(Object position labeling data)
>> start
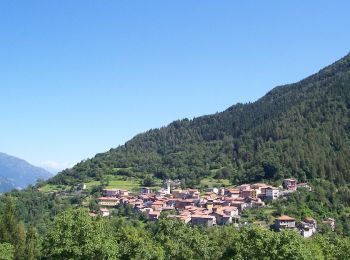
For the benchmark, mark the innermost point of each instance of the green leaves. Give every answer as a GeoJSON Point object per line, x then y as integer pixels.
{"type": "Point", "coordinates": [75, 235]}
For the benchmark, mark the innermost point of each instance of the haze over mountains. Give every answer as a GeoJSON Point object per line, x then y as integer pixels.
{"type": "Point", "coordinates": [300, 130]}
{"type": "Point", "coordinates": [17, 173]}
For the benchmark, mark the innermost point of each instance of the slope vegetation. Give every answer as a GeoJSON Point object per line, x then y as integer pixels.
{"type": "Point", "coordinates": [300, 130]}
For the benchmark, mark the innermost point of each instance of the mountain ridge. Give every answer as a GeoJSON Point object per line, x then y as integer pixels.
{"type": "Point", "coordinates": [266, 139]}
{"type": "Point", "coordinates": [18, 173]}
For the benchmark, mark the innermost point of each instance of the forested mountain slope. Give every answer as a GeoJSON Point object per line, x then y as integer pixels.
{"type": "Point", "coordinates": [17, 173]}
{"type": "Point", "coordinates": [299, 130]}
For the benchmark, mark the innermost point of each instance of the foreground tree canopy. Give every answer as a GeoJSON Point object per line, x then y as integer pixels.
{"type": "Point", "coordinates": [75, 235]}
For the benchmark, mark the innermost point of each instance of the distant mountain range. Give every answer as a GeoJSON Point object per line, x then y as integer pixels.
{"type": "Point", "coordinates": [298, 130]}
{"type": "Point", "coordinates": [17, 173]}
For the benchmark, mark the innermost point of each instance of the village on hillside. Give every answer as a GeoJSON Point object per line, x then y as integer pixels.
{"type": "Point", "coordinates": [216, 206]}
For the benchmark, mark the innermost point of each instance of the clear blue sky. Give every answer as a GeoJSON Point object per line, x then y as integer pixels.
{"type": "Point", "coordinates": [80, 77]}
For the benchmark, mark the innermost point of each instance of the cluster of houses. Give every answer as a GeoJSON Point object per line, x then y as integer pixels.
{"type": "Point", "coordinates": [214, 206]}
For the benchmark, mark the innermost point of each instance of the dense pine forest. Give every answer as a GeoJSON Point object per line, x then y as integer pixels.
{"type": "Point", "coordinates": [300, 130]}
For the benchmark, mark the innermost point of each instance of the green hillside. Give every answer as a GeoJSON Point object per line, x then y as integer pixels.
{"type": "Point", "coordinates": [299, 130]}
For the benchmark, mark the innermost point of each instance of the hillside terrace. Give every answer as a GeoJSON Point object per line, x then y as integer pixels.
{"type": "Point", "coordinates": [216, 206]}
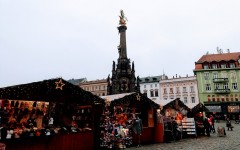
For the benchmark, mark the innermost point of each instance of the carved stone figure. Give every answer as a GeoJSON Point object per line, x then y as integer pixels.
{"type": "Point", "coordinates": [123, 19]}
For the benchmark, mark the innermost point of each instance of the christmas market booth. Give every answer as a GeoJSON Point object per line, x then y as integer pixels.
{"type": "Point", "coordinates": [198, 114]}
{"type": "Point", "coordinates": [177, 112]}
{"type": "Point", "coordinates": [51, 114]}
{"type": "Point", "coordinates": [128, 119]}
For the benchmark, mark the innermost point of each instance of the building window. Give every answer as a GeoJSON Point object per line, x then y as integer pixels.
{"type": "Point", "coordinates": [185, 100]}
{"type": "Point", "coordinates": [164, 91]}
{"type": "Point", "coordinates": [156, 93]}
{"type": "Point", "coordinates": [184, 89]}
{"type": "Point", "coordinates": [208, 87]}
{"type": "Point", "coordinates": [192, 89]}
{"type": "Point", "coordinates": [223, 65]}
{"type": "Point", "coordinates": [232, 65]}
{"type": "Point", "coordinates": [224, 75]}
{"type": "Point", "coordinates": [206, 76]}
{"type": "Point", "coordinates": [205, 66]}
{"type": "Point", "coordinates": [215, 75]}
{"type": "Point", "coordinates": [145, 92]}
{"type": "Point", "coordinates": [216, 86]}
{"type": "Point", "coordinates": [151, 94]}
{"type": "Point", "coordinates": [233, 75]}
{"type": "Point", "coordinates": [214, 66]}
{"type": "Point", "coordinates": [178, 90]}
{"type": "Point", "coordinates": [234, 86]}
{"type": "Point", "coordinates": [193, 99]}
{"type": "Point", "coordinates": [225, 86]}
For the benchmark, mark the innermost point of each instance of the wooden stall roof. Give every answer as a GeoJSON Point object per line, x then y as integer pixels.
{"type": "Point", "coordinates": [132, 99]}
{"type": "Point", "coordinates": [175, 104]}
{"type": "Point", "coordinates": [52, 90]}
{"type": "Point", "coordinates": [199, 108]}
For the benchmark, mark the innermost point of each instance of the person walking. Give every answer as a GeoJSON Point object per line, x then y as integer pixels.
{"type": "Point", "coordinates": [212, 120]}
{"type": "Point", "coordinates": [206, 126]}
{"type": "Point", "coordinates": [228, 124]}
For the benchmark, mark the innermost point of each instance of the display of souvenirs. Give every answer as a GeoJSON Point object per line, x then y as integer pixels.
{"type": "Point", "coordinates": [116, 128]}
{"type": "Point", "coordinates": [22, 119]}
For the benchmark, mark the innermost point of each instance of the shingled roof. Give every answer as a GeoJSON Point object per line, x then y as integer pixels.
{"type": "Point", "coordinates": [49, 90]}
{"type": "Point", "coordinates": [219, 57]}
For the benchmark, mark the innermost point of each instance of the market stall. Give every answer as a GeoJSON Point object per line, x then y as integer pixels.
{"type": "Point", "coordinates": [198, 112]}
{"type": "Point", "coordinates": [51, 114]}
{"type": "Point", "coordinates": [174, 111]}
{"type": "Point", "coordinates": [128, 119]}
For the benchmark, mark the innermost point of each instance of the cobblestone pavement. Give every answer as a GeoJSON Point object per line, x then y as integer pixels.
{"type": "Point", "coordinates": [231, 141]}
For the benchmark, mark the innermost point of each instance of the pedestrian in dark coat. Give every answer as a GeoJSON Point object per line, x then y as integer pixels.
{"type": "Point", "coordinates": [207, 126]}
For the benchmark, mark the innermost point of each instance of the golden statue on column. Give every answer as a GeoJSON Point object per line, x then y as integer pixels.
{"type": "Point", "coordinates": [123, 19]}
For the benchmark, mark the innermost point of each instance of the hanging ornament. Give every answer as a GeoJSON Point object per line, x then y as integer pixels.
{"type": "Point", "coordinates": [107, 102]}
{"type": "Point", "coordinates": [138, 97]}
{"type": "Point", "coordinates": [59, 84]}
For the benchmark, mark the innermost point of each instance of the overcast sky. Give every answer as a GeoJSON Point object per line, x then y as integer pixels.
{"type": "Point", "coordinates": [45, 39]}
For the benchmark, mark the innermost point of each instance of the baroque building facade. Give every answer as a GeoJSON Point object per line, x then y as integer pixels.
{"type": "Point", "coordinates": [123, 78]}
{"type": "Point", "coordinates": [96, 87]}
{"type": "Point", "coordinates": [150, 86]}
{"type": "Point", "coordinates": [218, 77]}
{"type": "Point", "coordinates": [184, 88]}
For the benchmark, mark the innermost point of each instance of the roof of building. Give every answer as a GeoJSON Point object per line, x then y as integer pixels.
{"type": "Point", "coordinates": [77, 81]}
{"type": "Point", "coordinates": [151, 79]}
{"type": "Point", "coordinates": [98, 81]}
{"type": "Point", "coordinates": [52, 90]}
{"type": "Point", "coordinates": [219, 57]}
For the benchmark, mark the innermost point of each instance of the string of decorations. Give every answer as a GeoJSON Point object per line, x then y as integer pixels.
{"type": "Point", "coordinates": [135, 98]}
{"type": "Point", "coordinates": [177, 103]}
{"type": "Point", "coordinates": [52, 90]}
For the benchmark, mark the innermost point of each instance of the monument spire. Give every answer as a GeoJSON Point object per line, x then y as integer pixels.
{"type": "Point", "coordinates": [123, 78]}
{"type": "Point", "coordinates": [122, 48]}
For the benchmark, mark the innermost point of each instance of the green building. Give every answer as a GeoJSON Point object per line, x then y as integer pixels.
{"type": "Point", "coordinates": [218, 77]}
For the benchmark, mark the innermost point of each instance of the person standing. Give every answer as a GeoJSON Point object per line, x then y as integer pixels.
{"type": "Point", "coordinates": [206, 126]}
{"type": "Point", "coordinates": [228, 124]}
{"type": "Point", "coordinates": [212, 120]}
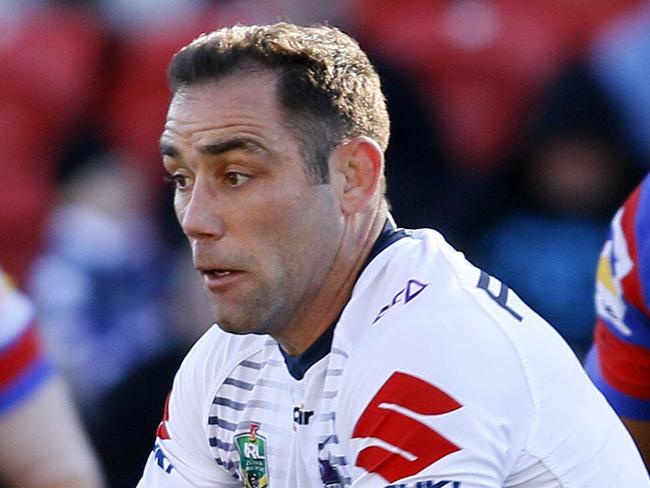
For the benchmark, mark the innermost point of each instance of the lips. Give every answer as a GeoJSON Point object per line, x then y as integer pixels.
{"type": "Point", "coordinates": [218, 278]}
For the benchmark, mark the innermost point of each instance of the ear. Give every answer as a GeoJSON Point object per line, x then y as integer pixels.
{"type": "Point", "coordinates": [356, 167]}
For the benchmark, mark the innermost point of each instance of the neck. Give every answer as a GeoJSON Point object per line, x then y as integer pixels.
{"type": "Point", "coordinates": [359, 235]}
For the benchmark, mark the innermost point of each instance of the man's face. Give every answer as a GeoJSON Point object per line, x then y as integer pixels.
{"type": "Point", "coordinates": [263, 237]}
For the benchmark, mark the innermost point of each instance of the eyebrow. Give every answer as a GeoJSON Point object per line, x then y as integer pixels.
{"type": "Point", "coordinates": [218, 148]}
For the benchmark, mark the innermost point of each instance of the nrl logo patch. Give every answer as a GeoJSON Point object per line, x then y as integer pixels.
{"type": "Point", "coordinates": [252, 458]}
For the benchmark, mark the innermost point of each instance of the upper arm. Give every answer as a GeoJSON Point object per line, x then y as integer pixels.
{"type": "Point", "coordinates": [435, 407]}
{"type": "Point", "coordinates": [181, 455]}
{"type": "Point", "coordinates": [619, 362]}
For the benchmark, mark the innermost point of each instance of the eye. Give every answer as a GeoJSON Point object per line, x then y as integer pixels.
{"type": "Point", "coordinates": [178, 181]}
{"type": "Point", "coordinates": [235, 178]}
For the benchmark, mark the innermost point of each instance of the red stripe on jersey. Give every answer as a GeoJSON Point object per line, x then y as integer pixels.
{"type": "Point", "coordinates": [632, 282]}
{"type": "Point", "coordinates": [18, 356]}
{"type": "Point", "coordinates": [161, 431]}
{"type": "Point", "coordinates": [626, 367]}
{"type": "Point", "coordinates": [394, 428]}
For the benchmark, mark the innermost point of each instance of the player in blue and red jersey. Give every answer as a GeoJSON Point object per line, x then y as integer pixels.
{"type": "Point", "coordinates": [41, 440]}
{"type": "Point", "coordinates": [619, 362]}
>> end
Reproduce the stretch of the data from the line containing "of the man's" through the end of the data, requests included, offsetting every coordinate in the answers by -58.

- Solution:
For the benchmark, mark the innermost point of each instance of the man's face. Give every answer as a GeoJSON Point object per line, x then y as integer pixels.
{"type": "Point", "coordinates": [205, 179]}
For the benchmark, mark the innermost point of each instance of the eyebrow. Give every answer as a GeoJSON Point object per line, x then y as integer pixels.
{"type": "Point", "coordinates": [160, 90]}
For the benchmark, mark the innermost point of each instance of the nrl logo patch. Give every answer as a GeoJSON Point object per line, x then y as integer pixels.
{"type": "Point", "coordinates": [194, 400]}
For the benchmark, mark the innermost point of each instance of the upper arm. Give every answer as a GeoJSON Point object per line, x then y as integer pixels.
{"type": "Point", "coordinates": [377, 349]}
{"type": "Point", "coordinates": [123, 397]}
{"type": "Point", "coordinates": [561, 304]}
For the benchmark, mark the innermost point of each instance of the eye. Give every answer as a GeoJSON Point object per line, x then y as integer pixels.
{"type": "Point", "coordinates": [120, 123]}
{"type": "Point", "coordinates": [177, 120]}
For the benchmark, mark the innermost point of each instance of the red stripe on jersey. Give every answer as a GeoJSON Point object per line, x then y as integer pixels.
{"type": "Point", "coordinates": [574, 224]}
{"type": "Point", "coordinates": [-40, 298]}
{"type": "Point", "coordinates": [103, 373]}
{"type": "Point", "coordinates": [568, 309]}
{"type": "Point", "coordinates": [336, 370]}
For the benchmark, mark the innermost point of each instance of the player in blue and red jersey. Give every answer as a GeoJSON Point object per line, x then y as integer pixels.
{"type": "Point", "coordinates": [-17, 382]}
{"type": "Point", "coordinates": [561, 304]}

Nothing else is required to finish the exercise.